(Source text)

-=-=-=-=-

In the premium compact segment, the latest model generation of MINI also has two strong vehicle characters. The new edition of the MINI Clubman has mastered the leap into the higher car class with a definitively refined and mature vehicle concept. A significantly more spacious interior, four doors and five seats give the new MINI Clubman enhanced variability and allow it to meet aspirations beyond the urban traffic environment. The vehicle can also be optionally fitted with the ALL4 all-wheel power unit.
The new edition of the MINI Countryman is even more generous, more modern, more versatile and yet more sporty. The exterior length has increased by 20 centimetres compared with the predecessor model and its powerful proportions give the new allrounder a particularly independent profile. The latest generation of the ALL4 all-wheel drive can also be optionally fitted in the new MINI Countryman to provide offroad driving fun away from conventional roads. Like the MINI Clubman, a choice of six modern engines is also available for the MINI Countryman.
In addition, it paves the way for driving fun typical of the MINI brand with electric drive. The MINI Cooper S E Countryman ALL4 is the first model of the brand with a plug-in hybrid drive. A three-cylinder petrol engine drives the front wheels and an electric motor powers the rear wheels to yield intelligently managed interaction for highly efficient driving fun with optimised traction and drive stability.
With traditional sporting spirit and British flair.
The MINI 60 years edition.
An original that constantly reinvents itself – firmly rooted in tradition yet always open to change: this is MINI, 60 years after the launch of the small British car that brought worldwide popularity to unique properties such as go-kart feeling and the creative use of space. To mark this round anniversary, the premium automobile manufacturer presents a design model that highlights both its British origins and the agile MINI character. With design and equipment features that are both high-quality and exclusive, the MINI 60 Years Edition expresses the brand’s sporting spirit – something that is a constant presence even in everyday urban traffic. The special edition is supplied as a MINI 3 Door and MINI 5 Door, each with three engine variants.

-=-=-=-=-

(Provided material)
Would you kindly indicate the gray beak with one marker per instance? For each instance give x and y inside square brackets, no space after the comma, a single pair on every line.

-=-=-=-=-

(What you need to do)
a. In the MINI passage, the sentence beginning "The new edition of the MINI Countryman is even more generous" uses several comparative phrases to describe that car. List each of them.
b. Write the next part of the MINI passage, starting after its final sentence.
The data above come from a separate source, not the MINI passage.

(Your written answers)
a.
- more generous
- more modern
- more versatile
- more sporty

b.
Athletic talent is part and parcel of the MINI genes. Even before the launch of the classic Mini in the summer of 1959, it was clear that the design features of the new small car would benefit not just interior space but also the car’s agile driving properties. Sports car designer John Cooper was an especially strong believer in the compact four-seater’s race track potential. In collaboration with Alec Issigonis, the creator of the classic Mini, he developed ideas for variants of the small car with a more powerful engine, thereby laying the foundations for an exceptional career on racing circuits and rally tracks, culminating in three outright victories at the Monte Carlo Rally in the 1960s.
With a paint finish in the classic colour of British racing cars, the MINI 60 Years Edition in particular evokes the brand’s sporty career, which it started at a very early stage and has maintained up until the recent past. The exterior paint finish in British Racing Green offers a particularly clear expression of the premium small car’s character and origins. The body finishes Midnight Black metallic, Moonwalk Grey metallic, Melting Silver metallic and MINI Yours Lapisluxury Blue non-metallic are also available as alternatives. The chosen body colour is combined with a paint finish in Pepper White or Black for the roof and exterior mirror caps. Bonnet stripes with a specific anniversary design and exclusive 17-inch light alloy wheels in the version 60 Years Spoke 2-tone round off the distinct look of the edition vehicles.
The design model’s striking 60 Years logo appears not just on the left-hand bonnet stripe but also on the side scuttles of the turn indicators and on the door sill finishers at the driver and front passenger doors. Inside the car it can also be seen on the front headrests and the steering wheel. In addition, the exclusive design model has model-specific interior trim finishers. The anniversary design can also be seen in the LED logo projection which is visible when the driver’s door is opened. The standard equipment of the edition vehicles includes a sports leather steering wheel along with sports seats in the leather finish MINI Yours Leather Lounge 60 Years and the exclusive colour Dark Maroon.
In conjunction with the equipment package 60 Years Trim, the edition vehicles also feature such items as LED headlights, LED fog lamps, white turn indicators and LED rear lights in Union Jack design, the lighting package for the interior and also the MINI Driving Modes and the MINI Excitement Package complete with ambient lighting. There is also an on¬board computer, automatic air conditioning, a rain sensor and a storage package on board.
Three petrol engines and two diesel engines with an output ranging from 75 kW/102 hp to 141 kW/192 hp provide the drive portfolio for the MINI 60 Years Edition. The range of anniversary models includes the MINI One 60 Years Edition 3 Door and the MINI One 60 Years Edition 5 Door.
Motor sport meets Lifestyle.
MINI and the success story of motor sport.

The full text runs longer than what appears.